----- Documento de origen -----

El silencio tiene extrañas maneras de aullar las ausencias.
Algunos
decisores nuestros creen revolucionaria la práctica de imitar a Dorian
Gray y creen necesario mostrar al público una falsa belleza, a sabiendas
de que detrás de la puerta, un cuadro más real refleja las cicatrices
necesarias o no, de la práctica de la autoridad. Frente a la pretensión
enemiga de mostrar una imagen falsificada del ejercicio del poder
revolucionario por más de cinco décadas, no hay mejor respuesta que no
sentir angustia de enseñar el curtido rostro del veterano combatiente y
estar dispuesto a debatir cada una de sus marcas, erradas o no, todas
testigos de su entrega heroica. Al fin y al cabo, no serán esas las
últimas huellas en su tesitura: la Revolución estará viva mientras su
rostro siga reflejando el paso del tiempo.
En la etapa
actual de la Revolución, la batalla por el triunfo se plantea contra
tirios y troyanos: tanto hacia afuera contra las fuerzas imperialistas,
como hacia dentro contra los representantes de la incultura estéril y
colonizada. La primera se seguirá oponiendo a la trascendencia de la
Revolución cubana con todas sus fuerzas, la segunda no entiende qué es
trascender. Ambas batallas no pueden ni deben ser eludidas. No olvidemos
las enseñazas de la historia, fue esa costra inculta la que traicionó a
la Unión Soviética cuando esta se constituyó en freno a su desmedida
ambición aldeana.

-----

- **Lista de tareas**:
**1)** Enumera, sin repetir ninguno, los nombres propios que aparecen en el artículo sobre la Revolución cubana.
**2)** Prolonga el artículo sobre la Revolución cubana a partir de su última frase.
Los registros que siguen proceden de otra fuente.

----- Material proporcionado -----

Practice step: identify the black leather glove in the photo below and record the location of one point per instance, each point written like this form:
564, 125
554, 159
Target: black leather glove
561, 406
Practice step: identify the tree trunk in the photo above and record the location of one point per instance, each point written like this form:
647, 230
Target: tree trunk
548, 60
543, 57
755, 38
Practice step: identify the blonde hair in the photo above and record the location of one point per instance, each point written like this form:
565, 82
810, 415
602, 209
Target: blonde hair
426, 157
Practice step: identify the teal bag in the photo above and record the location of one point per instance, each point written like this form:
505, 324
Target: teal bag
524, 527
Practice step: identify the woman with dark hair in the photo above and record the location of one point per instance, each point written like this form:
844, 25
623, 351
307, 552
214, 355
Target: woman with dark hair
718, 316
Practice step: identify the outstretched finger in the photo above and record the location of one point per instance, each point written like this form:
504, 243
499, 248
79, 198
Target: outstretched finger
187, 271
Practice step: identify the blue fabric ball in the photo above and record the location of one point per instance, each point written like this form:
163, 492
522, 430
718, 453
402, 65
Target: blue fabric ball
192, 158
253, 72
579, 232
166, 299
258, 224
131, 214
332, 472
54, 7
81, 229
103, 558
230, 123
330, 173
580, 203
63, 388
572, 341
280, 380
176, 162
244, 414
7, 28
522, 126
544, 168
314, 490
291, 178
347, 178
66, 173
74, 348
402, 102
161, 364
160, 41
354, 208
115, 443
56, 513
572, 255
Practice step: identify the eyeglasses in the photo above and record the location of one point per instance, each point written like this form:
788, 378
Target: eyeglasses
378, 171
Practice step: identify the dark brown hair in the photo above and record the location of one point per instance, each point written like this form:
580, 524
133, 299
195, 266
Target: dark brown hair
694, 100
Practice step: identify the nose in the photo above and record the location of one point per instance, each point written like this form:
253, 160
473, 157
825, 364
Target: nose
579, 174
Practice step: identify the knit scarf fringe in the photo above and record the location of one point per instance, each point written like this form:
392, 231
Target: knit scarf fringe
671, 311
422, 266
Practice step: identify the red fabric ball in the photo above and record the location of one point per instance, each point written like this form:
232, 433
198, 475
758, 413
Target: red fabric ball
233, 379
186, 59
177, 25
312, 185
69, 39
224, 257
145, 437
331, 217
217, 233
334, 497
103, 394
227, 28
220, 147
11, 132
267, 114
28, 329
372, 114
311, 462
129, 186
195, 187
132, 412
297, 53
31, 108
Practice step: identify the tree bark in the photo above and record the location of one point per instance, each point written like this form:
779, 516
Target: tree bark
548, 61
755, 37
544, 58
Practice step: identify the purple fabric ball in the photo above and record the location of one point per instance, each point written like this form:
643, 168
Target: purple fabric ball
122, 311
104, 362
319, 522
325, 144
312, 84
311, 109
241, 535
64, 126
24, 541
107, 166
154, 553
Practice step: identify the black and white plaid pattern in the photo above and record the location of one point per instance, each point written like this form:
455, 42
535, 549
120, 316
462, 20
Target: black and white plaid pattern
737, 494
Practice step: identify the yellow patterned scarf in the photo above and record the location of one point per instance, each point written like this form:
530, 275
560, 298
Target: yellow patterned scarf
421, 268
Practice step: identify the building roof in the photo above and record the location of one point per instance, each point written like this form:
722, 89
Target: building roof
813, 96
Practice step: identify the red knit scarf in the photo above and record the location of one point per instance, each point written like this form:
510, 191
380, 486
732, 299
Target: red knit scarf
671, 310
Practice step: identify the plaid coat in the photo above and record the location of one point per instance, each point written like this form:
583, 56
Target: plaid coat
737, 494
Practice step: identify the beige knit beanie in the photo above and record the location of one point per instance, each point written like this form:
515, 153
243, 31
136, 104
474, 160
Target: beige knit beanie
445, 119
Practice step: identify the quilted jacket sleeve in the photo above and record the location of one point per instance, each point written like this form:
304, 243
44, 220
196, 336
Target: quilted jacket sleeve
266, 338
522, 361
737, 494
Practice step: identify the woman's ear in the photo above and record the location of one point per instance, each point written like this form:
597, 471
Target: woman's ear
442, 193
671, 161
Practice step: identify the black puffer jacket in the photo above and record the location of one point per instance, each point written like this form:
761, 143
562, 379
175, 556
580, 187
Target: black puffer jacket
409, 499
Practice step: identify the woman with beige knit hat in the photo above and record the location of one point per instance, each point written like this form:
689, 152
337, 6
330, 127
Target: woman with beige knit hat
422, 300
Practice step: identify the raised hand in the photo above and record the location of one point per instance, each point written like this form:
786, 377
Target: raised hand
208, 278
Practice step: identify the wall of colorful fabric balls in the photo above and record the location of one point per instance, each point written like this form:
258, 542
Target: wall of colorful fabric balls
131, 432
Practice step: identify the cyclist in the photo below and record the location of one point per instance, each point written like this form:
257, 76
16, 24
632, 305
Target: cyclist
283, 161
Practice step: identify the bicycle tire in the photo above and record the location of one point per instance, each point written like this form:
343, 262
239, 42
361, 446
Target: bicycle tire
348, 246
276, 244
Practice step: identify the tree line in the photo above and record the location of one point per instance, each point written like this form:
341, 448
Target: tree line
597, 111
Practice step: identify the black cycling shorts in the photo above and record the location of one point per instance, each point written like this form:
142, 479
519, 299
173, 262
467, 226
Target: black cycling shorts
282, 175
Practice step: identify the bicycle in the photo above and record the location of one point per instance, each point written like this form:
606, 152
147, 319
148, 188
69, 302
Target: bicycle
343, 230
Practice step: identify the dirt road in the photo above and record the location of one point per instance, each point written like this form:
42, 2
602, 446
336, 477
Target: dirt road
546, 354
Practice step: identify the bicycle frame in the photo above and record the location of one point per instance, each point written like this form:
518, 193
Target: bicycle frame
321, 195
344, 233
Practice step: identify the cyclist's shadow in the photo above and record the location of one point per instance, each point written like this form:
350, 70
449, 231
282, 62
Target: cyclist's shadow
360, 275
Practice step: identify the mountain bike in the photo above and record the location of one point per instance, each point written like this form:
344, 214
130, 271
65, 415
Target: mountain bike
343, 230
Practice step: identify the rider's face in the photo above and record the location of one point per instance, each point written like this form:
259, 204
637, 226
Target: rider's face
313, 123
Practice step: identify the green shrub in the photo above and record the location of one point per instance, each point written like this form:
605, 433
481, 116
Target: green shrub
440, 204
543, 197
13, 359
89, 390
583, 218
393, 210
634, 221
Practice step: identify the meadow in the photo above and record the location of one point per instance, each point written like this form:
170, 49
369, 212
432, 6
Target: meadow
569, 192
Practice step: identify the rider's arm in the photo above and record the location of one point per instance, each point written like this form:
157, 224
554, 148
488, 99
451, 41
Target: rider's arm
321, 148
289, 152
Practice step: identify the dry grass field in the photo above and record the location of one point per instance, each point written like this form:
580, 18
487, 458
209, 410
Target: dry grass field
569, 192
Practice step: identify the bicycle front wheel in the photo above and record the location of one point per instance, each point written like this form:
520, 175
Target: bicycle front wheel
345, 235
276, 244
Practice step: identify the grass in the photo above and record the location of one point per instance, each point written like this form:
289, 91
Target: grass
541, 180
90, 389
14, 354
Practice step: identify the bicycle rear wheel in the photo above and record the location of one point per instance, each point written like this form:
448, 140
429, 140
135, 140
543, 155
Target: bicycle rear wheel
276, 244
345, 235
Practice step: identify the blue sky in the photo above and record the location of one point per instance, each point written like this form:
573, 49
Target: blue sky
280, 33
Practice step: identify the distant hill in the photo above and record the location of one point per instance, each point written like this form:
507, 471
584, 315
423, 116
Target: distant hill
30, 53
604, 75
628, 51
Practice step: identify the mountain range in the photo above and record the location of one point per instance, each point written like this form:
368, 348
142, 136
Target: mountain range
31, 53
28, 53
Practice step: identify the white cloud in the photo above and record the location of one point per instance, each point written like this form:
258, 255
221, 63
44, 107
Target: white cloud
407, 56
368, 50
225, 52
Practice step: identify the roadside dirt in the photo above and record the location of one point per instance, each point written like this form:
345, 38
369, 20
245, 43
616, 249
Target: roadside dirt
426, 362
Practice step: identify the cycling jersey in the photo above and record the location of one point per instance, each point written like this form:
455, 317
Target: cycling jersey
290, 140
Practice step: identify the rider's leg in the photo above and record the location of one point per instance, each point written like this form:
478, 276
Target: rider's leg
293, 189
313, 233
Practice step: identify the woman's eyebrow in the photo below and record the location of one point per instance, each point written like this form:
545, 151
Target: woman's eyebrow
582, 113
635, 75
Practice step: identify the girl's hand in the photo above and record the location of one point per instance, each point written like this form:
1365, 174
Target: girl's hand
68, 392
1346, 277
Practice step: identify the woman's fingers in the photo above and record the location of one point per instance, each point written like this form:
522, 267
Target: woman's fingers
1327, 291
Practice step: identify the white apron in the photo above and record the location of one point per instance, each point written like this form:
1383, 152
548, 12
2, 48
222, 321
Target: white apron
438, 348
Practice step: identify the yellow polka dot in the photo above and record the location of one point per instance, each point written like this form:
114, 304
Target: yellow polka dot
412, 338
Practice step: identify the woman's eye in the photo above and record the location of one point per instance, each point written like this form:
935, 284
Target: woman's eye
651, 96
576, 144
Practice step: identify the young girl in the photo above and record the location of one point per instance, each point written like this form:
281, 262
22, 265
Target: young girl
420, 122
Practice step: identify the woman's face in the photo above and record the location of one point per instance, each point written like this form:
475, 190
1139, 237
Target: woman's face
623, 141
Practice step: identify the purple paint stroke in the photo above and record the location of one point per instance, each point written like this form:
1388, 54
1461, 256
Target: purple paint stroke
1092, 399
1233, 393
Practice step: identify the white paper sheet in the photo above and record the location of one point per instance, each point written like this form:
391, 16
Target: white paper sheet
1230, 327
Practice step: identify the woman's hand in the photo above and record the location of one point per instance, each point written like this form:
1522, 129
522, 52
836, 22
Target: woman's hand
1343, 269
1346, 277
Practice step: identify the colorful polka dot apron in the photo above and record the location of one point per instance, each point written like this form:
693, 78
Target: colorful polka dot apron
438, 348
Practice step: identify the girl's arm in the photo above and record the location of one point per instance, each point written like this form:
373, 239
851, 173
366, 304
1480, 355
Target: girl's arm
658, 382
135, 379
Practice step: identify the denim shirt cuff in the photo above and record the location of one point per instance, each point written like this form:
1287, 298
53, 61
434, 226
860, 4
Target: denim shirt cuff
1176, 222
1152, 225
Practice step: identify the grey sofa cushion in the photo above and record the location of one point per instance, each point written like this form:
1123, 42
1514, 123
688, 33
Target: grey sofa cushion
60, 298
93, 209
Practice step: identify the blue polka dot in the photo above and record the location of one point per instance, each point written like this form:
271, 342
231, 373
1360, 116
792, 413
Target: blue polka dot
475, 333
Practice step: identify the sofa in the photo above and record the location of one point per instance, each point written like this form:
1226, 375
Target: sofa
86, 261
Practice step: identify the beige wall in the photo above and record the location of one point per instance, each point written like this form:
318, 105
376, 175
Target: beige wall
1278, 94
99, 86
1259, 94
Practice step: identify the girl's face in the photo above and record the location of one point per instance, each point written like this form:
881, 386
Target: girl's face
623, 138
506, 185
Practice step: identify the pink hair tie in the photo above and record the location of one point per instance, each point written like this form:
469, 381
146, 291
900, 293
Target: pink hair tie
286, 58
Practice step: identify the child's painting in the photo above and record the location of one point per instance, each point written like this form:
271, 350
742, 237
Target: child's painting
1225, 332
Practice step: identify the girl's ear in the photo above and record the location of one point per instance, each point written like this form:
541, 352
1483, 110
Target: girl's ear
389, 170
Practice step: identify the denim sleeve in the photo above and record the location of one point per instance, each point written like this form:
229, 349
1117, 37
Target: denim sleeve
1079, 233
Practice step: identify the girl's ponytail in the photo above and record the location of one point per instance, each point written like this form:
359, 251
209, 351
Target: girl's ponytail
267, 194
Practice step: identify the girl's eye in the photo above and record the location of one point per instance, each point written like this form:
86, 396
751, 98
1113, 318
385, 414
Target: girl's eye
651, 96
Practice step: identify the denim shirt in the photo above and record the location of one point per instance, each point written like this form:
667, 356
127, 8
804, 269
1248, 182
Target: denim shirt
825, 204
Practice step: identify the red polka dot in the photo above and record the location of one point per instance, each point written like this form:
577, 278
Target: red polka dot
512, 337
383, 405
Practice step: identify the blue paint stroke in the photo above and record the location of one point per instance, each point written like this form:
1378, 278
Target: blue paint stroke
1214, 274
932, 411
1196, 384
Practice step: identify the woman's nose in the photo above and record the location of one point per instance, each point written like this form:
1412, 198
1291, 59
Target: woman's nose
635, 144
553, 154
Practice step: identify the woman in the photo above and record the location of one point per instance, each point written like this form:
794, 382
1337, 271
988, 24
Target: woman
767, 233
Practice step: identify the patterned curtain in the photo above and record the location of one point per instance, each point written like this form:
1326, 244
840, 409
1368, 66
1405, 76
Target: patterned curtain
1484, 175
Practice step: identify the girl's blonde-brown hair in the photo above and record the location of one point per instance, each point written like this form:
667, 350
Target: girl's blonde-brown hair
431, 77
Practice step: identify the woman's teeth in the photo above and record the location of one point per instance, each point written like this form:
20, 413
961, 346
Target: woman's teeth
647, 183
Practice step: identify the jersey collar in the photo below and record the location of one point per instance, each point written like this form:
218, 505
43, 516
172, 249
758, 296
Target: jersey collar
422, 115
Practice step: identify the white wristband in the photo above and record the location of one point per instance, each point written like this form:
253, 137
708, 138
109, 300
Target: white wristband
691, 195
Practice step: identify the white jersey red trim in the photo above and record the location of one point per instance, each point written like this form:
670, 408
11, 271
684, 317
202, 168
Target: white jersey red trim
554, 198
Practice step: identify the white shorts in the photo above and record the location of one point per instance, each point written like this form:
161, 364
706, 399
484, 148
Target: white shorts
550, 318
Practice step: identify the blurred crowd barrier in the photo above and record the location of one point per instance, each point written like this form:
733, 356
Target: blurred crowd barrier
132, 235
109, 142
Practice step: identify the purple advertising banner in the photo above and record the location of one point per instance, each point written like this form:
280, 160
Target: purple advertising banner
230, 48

-----

- **Resultados esperados**:
**1)** Dorian Gray, Revolución (cubana), Unión Soviética

**2)**
Hemos ido
incubando durante años una pequeña protoburguesía propia, heredera de
aquella clientelar con alma enana. Hoy ella siente menos verguenza en
mostrarse públicamente posando para fotos en pasarelas de modas
importadas y excluyentes, frecuentando espacios sociales hechos
exclusivos a razón de su carácter económicamente inalcanzable para el
resto. Rescatando para si y sus familias modos de vida consumistas y
vacíos. Promoviendo su incultura elitista, su imagen de éxito, creando
sus propias tribus sociales.
Viendo los
procesos de desmerengamiento del socialismo europeo, la pregunta sobre
cuándo la protoburguesía emergente toma conciencia de si misma como
clase y busca aliarse con la burocracia no ha sido contestada. Preguntas
como esa no sólo son importantes como curiosidad académica, son
esenciales para abortar amenazas y conjurar peligros a tiempo. Hay que
trascender lo descriptivo en los estudios sobre el fracaso del
socialismo europeo, en particular el soviético, y ahondar para lograr
periodizar, descubrir dinámicas, entender cómo se comporta el tiempo
como variable social. Otras muchas preguntas de la misma índole y
mirando hacia nosotros mismos esperan respuestas.
Estamos
viendo en el país el paso de una forma participativa pero centralizada y
verticalmente estructurada de democracia, a otras formas participativas
desde lo individual y donde la centralizacion vertical se debilita
necesariamente y en ciertas áreas pasa a ser irrelevante. El fenómeno,
con todas sus aristas es sencillamente el resultado objetivo de un
decursar social determinado.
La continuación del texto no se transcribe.